[Referring expression grounding data]
━━━━━━━━━━━━━━━━━━━━━━━━━━━━━━
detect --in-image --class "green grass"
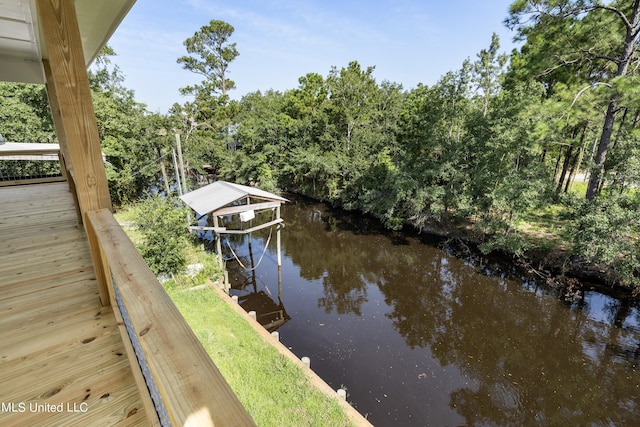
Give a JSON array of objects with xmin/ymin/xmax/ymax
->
[
  {"xmin": 115, "ymin": 202, "xmax": 356, "ymax": 426},
  {"xmin": 114, "ymin": 205, "xmax": 144, "ymax": 245},
  {"xmin": 566, "ymin": 181, "xmax": 587, "ymax": 198},
  {"xmin": 517, "ymin": 203, "xmax": 572, "ymax": 254},
  {"xmin": 168, "ymin": 286, "xmax": 354, "ymax": 427}
]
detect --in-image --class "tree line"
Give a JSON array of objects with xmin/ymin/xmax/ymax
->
[{"xmin": 0, "ymin": 1, "xmax": 638, "ymax": 288}]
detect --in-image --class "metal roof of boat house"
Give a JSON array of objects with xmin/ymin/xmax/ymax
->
[{"xmin": 179, "ymin": 180, "xmax": 288, "ymax": 217}]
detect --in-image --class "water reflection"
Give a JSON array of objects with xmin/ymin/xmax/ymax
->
[{"xmin": 216, "ymin": 195, "xmax": 640, "ymax": 426}]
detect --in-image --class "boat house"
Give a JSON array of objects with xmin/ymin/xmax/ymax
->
[{"xmin": 180, "ymin": 180, "xmax": 287, "ymax": 272}]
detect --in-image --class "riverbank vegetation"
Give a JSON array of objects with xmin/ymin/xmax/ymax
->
[
  {"xmin": 1, "ymin": 1, "xmax": 639, "ymax": 292},
  {"xmin": 114, "ymin": 205, "xmax": 356, "ymax": 426}
]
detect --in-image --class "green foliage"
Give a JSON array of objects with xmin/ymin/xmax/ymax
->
[
  {"xmin": 173, "ymin": 20, "xmax": 241, "ymax": 178},
  {"xmin": 177, "ymin": 19, "xmax": 238, "ymax": 97},
  {"xmin": 4, "ymin": 13, "xmax": 640, "ymax": 289},
  {"xmin": 571, "ymin": 193, "xmax": 640, "ymax": 287},
  {"xmin": 133, "ymin": 195, "xmax": 191, "ymax": 276},
  {"xmin": 88, "ymin": 46, "xmax": 166, "ymax": 205},
  {"xmin": 506, "ymin": 0, "xmax": 640, "ymax": 201},
  {"xmin": 473, "ymin": 33, "xmax": 508, "ymax": 117},
  {"xmin": 0, "ymin": 82, "xmax": 55, "ymax": 142},
  {"xmin": 177, "ymin": 19, "xmax": 239, "ymax": 131}
]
━━━━━━━━━━━━━━━━━━━━━━━━━━━━━━
** Work request **
Since the copy should hold text only, set down each record exactly and leave the pictures out.

** Problem solution **
detect --in-image --class "green grass"
Give a JSON array of objects with xmin/ymin/xmax/ymax
->
[
  {"xmin": 115, "ymin": 202, "xmax": 356, "ymax": 426},
  {"xmin": 114, "ymin": 205, "xmax": 144, "ymax": 245},
  {"xmin": 566, "ymin": 181, "xmax": 587, "ymax": 198},
  {"xmin": 517, "ymin": 203, "xmax": 572, "ymax": 254},
  {"xmin": 168, "ymin": 286, "xmax": 354, "ymax": 427}
]
detect --in-image --class "tree line"
Give a JSON array of objects with xmin/ymin/xmax/ymax
->
[{"xmin": 0, "ymin": 1, "xmax": 638, "ymax": 288}]
detect --in-image --class "metal roof of boat house"
Give a JSON array of objects with xmin/ymin/xmax/ymax
->
[{"xmin": 179, "ymin": 180, "xmax": 288, "ymax": 217}]
detect --in-image --class "water reflection"
Give a JSON array of objects with xmin/ymin/xmax/ymax
->
[{"xmin": 216, "ymin": 195, "xmax": 640, "ymax": 426}]
detect --in-image --class "boat house"
Give a JSON array of objects with xmin/ymin/xmax/ymax
->
[{"xmin": 180, "ymin": 180, "xmax": 287, "ymax": 272}]
detect --in-image --class "riverbank vegetation"
Give a JSON array of objects with xmin/ymin/xmax/ymax
->
[
  {"xmin": 1, "ymin": 1, "xmax": 639, "ymax": 292},
  {"xmin": 114, "ymin": 205, "xmax": 356, "ymax": 426}
]
detect --in-image --class "green foliage"
Give a JSON array of objects with xmin/ymin/xmax/ymax
->
[
  {"xmin": 173, "ymin": 20, "xmax": 241, "ymax": 178},
  {"xmin": 177, "ymin": 19, "xmax": 238, "ymax": 97},
  {"xmin": 4, "ymin": 13, "xmax": 640, "ymax": 289},
  {"xmin": 571, "ymin": 193, "xmax": 640, "ymax": 287},
  {"xmin": 133, "ymin": 195, "xmax": 191, "ymax": 276},
  {"xmin": 88, "ymin": 46, "xmax": 166, "ymax": 205},
  {"xmin": 506, "ymin": 0, "xmax": 640, "ymax": 201},
  {"xmin": 473, "ymin": 33, "xmax": 508, "ymax": 117},
  {"xmin": 0, "ymin": 82, "xmax": 55, "ymax": 142},
  {"xmin": 177, "ymin": 19, "xmax": 239, "ymax": 131}
]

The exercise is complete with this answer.